Excerpt to read START
Zombies: A Record of the Year of Infection
- Author: Don Roff
- Cover artist: Chris Lane
- Language: English
- Genre: Horror novel
- Publisher: Simon & Schuster
- Publication date: September 2009
- Publication place: United States
- Media type: Print Paperback
- Pages: 144pp
- ISBN: 978-0-8118-7100-6

= Zombies: A Record of the Year of Infection =

Book by Don Roff

Zombies: A Record of the Year of Infection is a 2009 apocalyptic horror illustrated novel written by Don Roff and illustrated by Chris Lane. The cover indicates the book is a compilation of the field notes of Dr. Robert Twombly, a survivor of a wave of untraceable infections that sweep the world turning the dead into zombies. The book is written as a journal of the protagonist, forward dated to 2012.

==Plot==

A short prologue explains that the story, notes and images were those of Dr. Robert Twombly and were found in a remote cabin in the township of Churchill, Manitoba. The notes detail an individual account of survival and escape after a mass-scale (presumably global) zombie outbreak, referred to as a 'Necrotic Infection', beginning around January 7, 2012, and lasting for approximately one year. The purported importance of the journal comes from both Twombly's artistry and his medical knowledge, which permitted him to document the zombie outbreak with a unique level of detail and candor.
Excerpt to read END
- **Task prompt**: Retype the entire article on Zombies: A Record of the Year of Infection word for word. Rely only on the text above for what comes next.
Information supplied START
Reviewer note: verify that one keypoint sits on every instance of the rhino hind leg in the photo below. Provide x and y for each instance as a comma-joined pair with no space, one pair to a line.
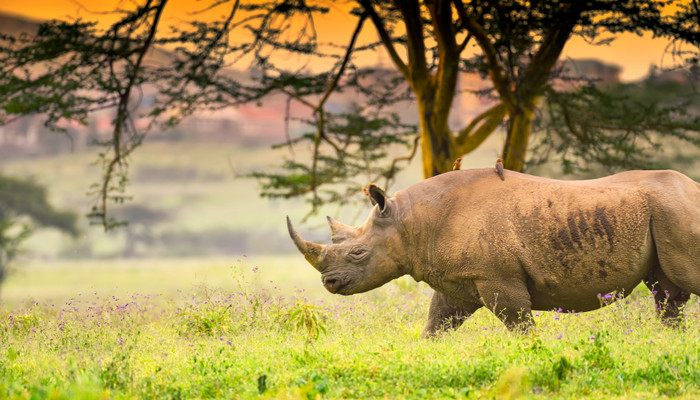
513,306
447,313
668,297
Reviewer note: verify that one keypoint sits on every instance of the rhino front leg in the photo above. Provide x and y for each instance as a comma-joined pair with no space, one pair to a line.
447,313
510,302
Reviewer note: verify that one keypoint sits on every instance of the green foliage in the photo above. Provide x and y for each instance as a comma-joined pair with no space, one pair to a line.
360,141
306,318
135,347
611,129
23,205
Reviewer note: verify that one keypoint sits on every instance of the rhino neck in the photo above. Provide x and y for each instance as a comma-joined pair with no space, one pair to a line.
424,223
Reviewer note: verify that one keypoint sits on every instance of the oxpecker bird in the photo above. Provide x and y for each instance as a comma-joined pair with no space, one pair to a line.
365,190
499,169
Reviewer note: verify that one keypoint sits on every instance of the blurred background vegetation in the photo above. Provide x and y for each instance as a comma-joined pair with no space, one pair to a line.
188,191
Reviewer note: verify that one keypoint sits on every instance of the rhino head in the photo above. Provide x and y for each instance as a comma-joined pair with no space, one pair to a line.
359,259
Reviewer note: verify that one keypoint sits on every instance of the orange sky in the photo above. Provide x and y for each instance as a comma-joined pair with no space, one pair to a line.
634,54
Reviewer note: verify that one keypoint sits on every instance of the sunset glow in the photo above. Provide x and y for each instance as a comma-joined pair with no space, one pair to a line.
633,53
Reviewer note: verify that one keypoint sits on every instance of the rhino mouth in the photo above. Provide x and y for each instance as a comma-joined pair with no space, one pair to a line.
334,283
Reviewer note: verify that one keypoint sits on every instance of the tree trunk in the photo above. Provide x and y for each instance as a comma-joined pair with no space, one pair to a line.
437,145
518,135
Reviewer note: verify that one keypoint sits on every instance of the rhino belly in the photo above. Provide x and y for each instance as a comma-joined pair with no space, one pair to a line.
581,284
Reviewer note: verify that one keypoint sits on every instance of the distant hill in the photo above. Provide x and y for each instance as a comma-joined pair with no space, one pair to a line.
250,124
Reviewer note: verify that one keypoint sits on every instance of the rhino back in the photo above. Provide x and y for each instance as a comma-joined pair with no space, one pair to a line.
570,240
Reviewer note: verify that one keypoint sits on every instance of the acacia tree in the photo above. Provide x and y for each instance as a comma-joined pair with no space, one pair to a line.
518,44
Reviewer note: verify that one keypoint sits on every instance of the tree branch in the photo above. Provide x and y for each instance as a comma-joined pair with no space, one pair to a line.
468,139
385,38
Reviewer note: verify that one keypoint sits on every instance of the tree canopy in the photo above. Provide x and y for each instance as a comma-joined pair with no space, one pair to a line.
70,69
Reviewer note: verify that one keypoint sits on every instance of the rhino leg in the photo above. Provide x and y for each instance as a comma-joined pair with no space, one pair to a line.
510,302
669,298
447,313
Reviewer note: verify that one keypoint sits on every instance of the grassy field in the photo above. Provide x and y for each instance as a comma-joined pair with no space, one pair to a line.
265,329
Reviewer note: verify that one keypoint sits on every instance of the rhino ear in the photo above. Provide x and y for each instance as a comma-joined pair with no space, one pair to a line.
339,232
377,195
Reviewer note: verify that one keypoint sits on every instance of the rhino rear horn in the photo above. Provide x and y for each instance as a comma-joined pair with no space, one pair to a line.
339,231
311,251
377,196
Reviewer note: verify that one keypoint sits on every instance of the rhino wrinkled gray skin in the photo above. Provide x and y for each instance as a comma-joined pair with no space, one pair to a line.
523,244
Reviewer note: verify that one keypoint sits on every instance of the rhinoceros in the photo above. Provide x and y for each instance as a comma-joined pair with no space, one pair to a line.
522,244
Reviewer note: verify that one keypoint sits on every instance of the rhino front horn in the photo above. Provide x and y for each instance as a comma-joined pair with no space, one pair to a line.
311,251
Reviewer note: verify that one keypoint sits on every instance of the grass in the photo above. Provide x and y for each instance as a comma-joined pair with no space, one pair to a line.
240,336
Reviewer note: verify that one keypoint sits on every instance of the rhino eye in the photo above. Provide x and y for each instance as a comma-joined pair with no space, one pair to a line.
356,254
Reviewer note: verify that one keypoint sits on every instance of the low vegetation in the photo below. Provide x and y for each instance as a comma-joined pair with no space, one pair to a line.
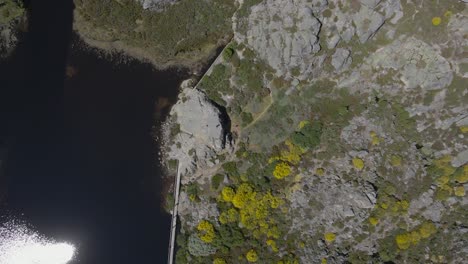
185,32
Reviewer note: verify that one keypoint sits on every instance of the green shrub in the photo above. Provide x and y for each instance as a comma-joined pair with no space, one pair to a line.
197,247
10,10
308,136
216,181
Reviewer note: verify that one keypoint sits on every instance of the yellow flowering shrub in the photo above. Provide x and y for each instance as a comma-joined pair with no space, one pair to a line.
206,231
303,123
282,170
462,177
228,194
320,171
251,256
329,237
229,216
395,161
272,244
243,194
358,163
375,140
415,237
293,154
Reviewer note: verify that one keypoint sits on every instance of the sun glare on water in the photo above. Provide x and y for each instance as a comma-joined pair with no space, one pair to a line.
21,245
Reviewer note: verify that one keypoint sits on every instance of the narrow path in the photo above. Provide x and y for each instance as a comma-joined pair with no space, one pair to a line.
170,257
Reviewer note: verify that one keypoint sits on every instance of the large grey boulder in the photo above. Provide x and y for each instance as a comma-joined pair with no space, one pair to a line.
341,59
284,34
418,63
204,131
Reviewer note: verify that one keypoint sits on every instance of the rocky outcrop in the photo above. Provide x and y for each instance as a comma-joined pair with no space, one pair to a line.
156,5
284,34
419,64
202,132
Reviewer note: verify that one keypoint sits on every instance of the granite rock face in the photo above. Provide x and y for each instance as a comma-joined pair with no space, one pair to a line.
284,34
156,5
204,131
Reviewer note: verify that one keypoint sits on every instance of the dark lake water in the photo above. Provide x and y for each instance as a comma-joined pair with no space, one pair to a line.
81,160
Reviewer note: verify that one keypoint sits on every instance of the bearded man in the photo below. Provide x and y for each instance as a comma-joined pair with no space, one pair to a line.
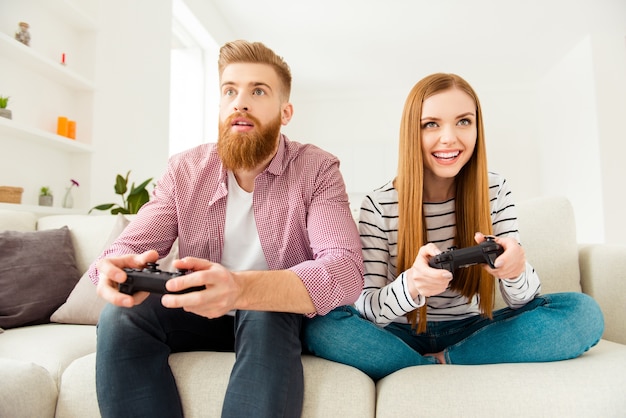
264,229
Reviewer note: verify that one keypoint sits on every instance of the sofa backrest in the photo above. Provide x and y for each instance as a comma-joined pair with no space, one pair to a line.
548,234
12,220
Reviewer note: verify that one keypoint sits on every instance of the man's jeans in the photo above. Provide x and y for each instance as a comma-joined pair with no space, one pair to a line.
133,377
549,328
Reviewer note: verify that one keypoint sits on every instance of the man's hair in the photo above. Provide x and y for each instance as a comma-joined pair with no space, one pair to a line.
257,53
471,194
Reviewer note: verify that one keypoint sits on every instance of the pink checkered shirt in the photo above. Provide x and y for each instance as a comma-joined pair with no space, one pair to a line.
Information supplied END
- **Solution below**:
Zombies: A Record of the Year of Infection
- Author: Don Roff
- Cover artist: Chris Lane
- Language: English
- Genre: Horror novel
- Publisher: Simon & Schuster
- Publication date: September 2009
- Publication place: United States
- Media type: Print Paperback
- Pages: 144pp
- ISBN: 978-0-8118-7100-6

= Zombies: A Record of the Year of Infection =

Book by Don Roff

Zombies: A Record of the Year of Infection is a 2009 apocalyptic horror illustrated novel written by Don Roff and illustrated by Chris Lane. The cover indicates the book is a compilation of the field notes of Dr. Robert Twombly, a survivor of a wave of untraceable infections that sweep the world turning the dead into zombies. The book is written as a journal of the protagonist, forward dated to 2012.

==Plot==

A short prologue explains that the story, notes and images were those of Dr. Robert Twombly and were found in a remote cabin in the township of Churchill, Manitoba. The notes detail an individual account of survival and escape after a mass-scale (presumably global) zombie outbreak, referred to as a 'Necrotic Infection', beginning around January 7, 2012, and lasting for approximately one year. The purported importance of the journal comes from both Twombly's artistry and his medical knowledge, which permitted him to document the zombie outbreak with a unique level of detail and candor.